→ TASK OBJECTIVE: Report only how many lines in the items below contain the word "road".

Rows from a dataset:
>> start
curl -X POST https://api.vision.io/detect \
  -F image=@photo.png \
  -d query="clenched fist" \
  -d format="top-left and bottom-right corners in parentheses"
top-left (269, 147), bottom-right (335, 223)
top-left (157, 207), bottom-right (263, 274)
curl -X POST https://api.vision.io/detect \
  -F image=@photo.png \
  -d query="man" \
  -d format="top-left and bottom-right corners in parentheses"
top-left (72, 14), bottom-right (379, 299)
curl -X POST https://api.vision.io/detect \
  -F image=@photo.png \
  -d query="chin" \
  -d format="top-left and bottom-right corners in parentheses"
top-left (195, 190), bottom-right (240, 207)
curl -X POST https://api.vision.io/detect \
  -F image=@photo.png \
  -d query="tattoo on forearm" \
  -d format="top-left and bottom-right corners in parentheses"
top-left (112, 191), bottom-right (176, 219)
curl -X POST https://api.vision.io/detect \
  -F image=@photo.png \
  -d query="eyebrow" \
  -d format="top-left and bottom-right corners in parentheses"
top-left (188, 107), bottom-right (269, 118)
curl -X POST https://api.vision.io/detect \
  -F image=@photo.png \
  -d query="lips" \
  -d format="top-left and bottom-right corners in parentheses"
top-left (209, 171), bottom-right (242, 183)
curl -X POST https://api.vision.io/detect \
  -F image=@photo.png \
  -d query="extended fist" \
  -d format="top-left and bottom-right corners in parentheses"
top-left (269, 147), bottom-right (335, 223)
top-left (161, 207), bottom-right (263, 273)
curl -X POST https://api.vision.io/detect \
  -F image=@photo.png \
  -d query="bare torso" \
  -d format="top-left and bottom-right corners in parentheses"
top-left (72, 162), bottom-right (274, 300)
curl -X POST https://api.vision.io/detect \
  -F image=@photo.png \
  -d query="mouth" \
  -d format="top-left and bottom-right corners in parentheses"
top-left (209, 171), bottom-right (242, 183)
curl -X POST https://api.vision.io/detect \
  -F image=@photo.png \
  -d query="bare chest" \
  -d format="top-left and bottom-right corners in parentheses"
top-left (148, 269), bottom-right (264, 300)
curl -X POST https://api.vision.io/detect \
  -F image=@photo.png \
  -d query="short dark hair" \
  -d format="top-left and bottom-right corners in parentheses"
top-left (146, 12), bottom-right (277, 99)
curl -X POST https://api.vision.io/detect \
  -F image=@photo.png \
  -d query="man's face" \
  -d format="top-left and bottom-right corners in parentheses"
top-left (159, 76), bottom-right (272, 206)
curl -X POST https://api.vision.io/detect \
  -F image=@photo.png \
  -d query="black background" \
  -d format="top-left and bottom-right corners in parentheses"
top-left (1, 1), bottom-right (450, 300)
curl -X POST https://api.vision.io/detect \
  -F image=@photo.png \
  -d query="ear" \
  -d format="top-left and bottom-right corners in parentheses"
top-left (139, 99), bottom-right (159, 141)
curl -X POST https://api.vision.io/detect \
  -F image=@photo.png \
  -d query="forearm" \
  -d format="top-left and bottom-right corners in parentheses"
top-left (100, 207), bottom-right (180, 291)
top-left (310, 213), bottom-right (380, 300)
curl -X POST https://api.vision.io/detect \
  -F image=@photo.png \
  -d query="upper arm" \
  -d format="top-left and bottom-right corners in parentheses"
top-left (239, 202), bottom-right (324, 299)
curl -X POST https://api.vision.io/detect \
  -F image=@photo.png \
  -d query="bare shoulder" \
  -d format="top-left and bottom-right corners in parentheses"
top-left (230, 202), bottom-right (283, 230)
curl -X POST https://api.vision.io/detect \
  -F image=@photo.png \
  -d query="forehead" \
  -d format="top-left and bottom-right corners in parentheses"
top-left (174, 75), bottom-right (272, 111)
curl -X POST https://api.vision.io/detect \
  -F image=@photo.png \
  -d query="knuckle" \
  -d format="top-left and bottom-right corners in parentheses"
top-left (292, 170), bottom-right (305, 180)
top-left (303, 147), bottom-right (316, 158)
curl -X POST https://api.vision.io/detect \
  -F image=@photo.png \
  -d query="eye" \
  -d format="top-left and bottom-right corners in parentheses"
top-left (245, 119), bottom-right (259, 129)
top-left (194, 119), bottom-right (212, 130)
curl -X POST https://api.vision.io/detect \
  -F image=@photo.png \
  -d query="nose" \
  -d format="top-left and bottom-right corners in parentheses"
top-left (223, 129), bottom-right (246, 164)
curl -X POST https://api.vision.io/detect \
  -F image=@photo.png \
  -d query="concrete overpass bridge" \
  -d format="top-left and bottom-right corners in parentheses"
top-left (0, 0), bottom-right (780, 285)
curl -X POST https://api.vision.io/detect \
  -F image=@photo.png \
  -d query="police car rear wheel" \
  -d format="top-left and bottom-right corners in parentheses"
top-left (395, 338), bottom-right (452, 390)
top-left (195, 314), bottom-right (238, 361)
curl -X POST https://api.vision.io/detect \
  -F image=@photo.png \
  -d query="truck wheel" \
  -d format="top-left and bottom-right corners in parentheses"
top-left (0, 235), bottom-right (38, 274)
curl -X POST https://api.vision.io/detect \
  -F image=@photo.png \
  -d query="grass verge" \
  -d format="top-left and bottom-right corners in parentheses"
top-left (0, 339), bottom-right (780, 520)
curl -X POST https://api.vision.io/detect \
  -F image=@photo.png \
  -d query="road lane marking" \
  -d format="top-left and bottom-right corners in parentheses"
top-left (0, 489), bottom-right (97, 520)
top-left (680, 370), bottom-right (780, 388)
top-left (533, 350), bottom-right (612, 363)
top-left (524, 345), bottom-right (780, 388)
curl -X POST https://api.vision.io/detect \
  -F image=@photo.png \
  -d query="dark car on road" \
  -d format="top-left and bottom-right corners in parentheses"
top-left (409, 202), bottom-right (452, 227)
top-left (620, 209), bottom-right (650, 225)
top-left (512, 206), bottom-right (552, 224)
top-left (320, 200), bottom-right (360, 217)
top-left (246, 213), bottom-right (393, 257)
>> end
→ CORRECT RESPONSE: 2